- The request: Starting at the line containing "Note: for every instance of the black" and ending at the line containing "[[826, 485], [914, 479]]", can you reproduce those lines with the requests included, scaling every coordinate in the answers by 2.45 and rounding to whole numbers, halves up? Return only those lines.

- Material shown:

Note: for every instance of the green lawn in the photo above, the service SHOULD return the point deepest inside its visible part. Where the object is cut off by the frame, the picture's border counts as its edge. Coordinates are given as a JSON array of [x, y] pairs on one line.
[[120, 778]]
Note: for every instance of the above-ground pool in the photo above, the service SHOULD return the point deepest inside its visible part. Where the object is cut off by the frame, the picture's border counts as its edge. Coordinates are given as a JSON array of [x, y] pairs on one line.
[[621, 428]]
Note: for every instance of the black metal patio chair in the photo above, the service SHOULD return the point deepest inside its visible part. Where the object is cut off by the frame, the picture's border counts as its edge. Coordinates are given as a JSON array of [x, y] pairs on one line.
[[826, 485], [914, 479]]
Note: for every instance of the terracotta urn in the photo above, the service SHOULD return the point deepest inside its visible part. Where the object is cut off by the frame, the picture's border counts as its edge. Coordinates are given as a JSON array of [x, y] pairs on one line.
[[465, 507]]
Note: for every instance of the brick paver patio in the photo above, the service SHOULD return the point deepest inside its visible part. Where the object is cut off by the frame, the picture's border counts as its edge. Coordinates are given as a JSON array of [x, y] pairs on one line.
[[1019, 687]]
...
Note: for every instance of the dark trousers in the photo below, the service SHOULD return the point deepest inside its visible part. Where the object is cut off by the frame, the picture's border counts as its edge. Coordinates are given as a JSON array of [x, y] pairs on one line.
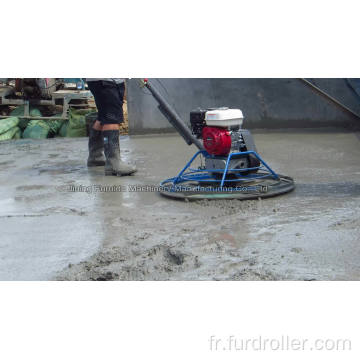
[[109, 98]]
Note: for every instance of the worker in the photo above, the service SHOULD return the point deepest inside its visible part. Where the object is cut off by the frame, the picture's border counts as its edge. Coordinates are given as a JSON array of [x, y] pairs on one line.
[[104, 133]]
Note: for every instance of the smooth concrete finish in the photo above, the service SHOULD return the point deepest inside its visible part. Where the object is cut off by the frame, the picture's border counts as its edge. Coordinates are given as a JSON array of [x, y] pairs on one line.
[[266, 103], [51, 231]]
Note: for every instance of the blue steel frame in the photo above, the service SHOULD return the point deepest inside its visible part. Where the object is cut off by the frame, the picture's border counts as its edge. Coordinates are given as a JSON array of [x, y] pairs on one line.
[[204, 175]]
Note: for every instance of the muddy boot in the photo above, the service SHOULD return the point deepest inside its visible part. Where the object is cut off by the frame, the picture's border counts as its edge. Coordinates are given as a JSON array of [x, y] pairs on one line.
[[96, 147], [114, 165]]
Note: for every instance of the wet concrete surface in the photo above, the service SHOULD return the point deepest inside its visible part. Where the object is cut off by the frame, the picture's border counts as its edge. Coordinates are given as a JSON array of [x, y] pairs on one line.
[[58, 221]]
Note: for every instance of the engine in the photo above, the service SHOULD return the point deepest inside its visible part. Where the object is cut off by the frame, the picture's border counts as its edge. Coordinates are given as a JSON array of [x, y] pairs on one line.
==
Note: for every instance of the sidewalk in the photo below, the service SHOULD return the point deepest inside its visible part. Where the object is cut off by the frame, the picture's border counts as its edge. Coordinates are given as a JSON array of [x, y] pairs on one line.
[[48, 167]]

- Written reply:
Note: for every instance of the black metal patio chair in the photo above, the service SHOULD return the point deepest inside its visible part. Where the object is cut off by the frame, the picture's border counts as its edge. Coordinates are given as a JSON array of [x, y] pairs on one line.
[[2024, 1188], [2239, 1174]]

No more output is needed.